EXERCISE PROMPT
Write out the data that follows exactly, keeping every picture out.

Point localization data

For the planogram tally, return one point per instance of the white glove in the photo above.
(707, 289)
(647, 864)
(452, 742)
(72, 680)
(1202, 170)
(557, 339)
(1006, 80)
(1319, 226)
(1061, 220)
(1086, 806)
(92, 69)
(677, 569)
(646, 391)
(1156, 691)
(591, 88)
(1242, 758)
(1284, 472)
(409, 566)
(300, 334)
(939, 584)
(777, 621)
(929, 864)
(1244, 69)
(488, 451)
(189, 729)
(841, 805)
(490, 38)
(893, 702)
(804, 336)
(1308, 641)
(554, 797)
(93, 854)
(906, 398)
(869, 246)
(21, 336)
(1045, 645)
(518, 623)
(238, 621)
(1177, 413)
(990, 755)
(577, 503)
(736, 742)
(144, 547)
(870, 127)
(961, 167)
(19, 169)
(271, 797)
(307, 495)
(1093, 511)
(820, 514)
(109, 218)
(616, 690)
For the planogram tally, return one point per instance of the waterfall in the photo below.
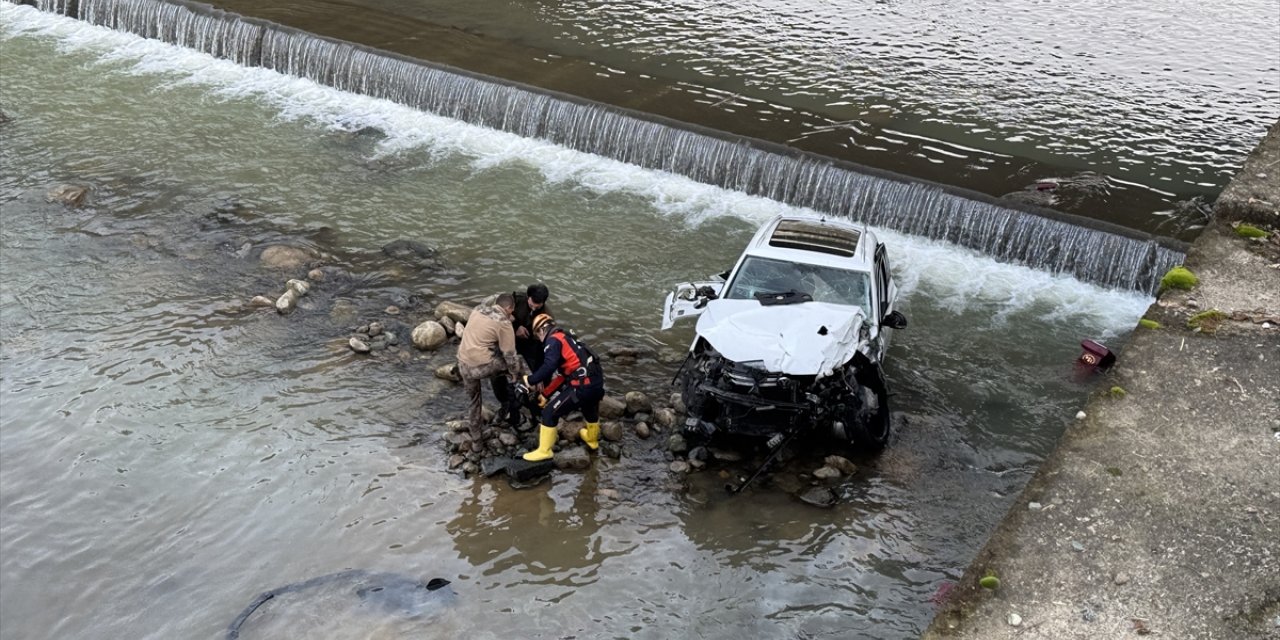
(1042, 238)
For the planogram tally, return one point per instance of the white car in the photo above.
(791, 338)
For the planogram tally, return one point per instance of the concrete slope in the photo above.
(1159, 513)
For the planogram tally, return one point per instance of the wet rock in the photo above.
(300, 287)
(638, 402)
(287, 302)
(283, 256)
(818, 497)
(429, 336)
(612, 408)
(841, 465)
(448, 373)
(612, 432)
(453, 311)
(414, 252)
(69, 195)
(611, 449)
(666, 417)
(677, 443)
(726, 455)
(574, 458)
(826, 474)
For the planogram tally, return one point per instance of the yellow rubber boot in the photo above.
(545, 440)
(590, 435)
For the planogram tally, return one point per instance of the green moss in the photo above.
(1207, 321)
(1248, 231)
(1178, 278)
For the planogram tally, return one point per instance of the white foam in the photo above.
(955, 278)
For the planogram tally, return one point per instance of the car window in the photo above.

SOLUTION
For the planogram tally, return one point per instance of the white glove in the photo above.
(707, 289)
(647, 864)
(452, 742)
(72, 680)
(1202, 170)
(557, 339)
(1006, 80)
(1319, 226)
(1061, 220)
(1086, 806)
(92, 69)
(677, 569)
(646, 391)
(1156, 691)
(591, 88)
(1242, 758)
(1284, 472)
(409, 566)
(300, 334)
(939, 584)
(777, 621)
(929, 864)
(1244, 69)
(488, 451)
(189, 729)
(841, 805)
(490, 38)
(893, 702)
(804, 336)
(1308, 641)
(554, 797)
(93, 854)
(906, 398)
(869, 246)
(21, 336)
(1045, 645)
(518, 623)
(238, 621)
(1177, 413)
(990, 755)
(577, 503)
(736, 742)
(144, 547)
(870, 127)
(961, 167)
(19, 169)
(271, 797)
(307, 495)
(1093, 511)
(820, 514)
(109, 218)
(616, 690)
For the planogram tally, return one point per instance of the waterfall in the photo below.
(1042, 238)
For the planogram tally, return one point per instance of the white car in the photo above.
(791, 338)
For the planogram tally, return one point per instance of the concrete slope in the photo above.
(1159, 513)
For the planogram tally, return one point per instance of the wet rock in the photo above.
(300, 287)
(638, 402)
(287, 302)
(283, 256)
(818, 497)
(429, 336)
(612, 408)
(841, 465)
(448, 373)
(612, 432)
(453, 311)
(414, 252)
(69, 195)
(611, 449)
(666, 417)
(677, 443)
(726, 455)
(574, 458)
(826, 474)
For the planogram tally, return one point per instance of the yellow rubber boot in the photo above.
(545, 440)
(590, 435)
For the planogram tally, return one point per instance of the green moss in the photo above.
(1207, 321)
(1248, 231)
(1178, 278)
For the planogram tally, return one point per instance of the white foam in the photo above.
(955, 278)
For the planogram tally, return one point per instance of the car window in the photo above.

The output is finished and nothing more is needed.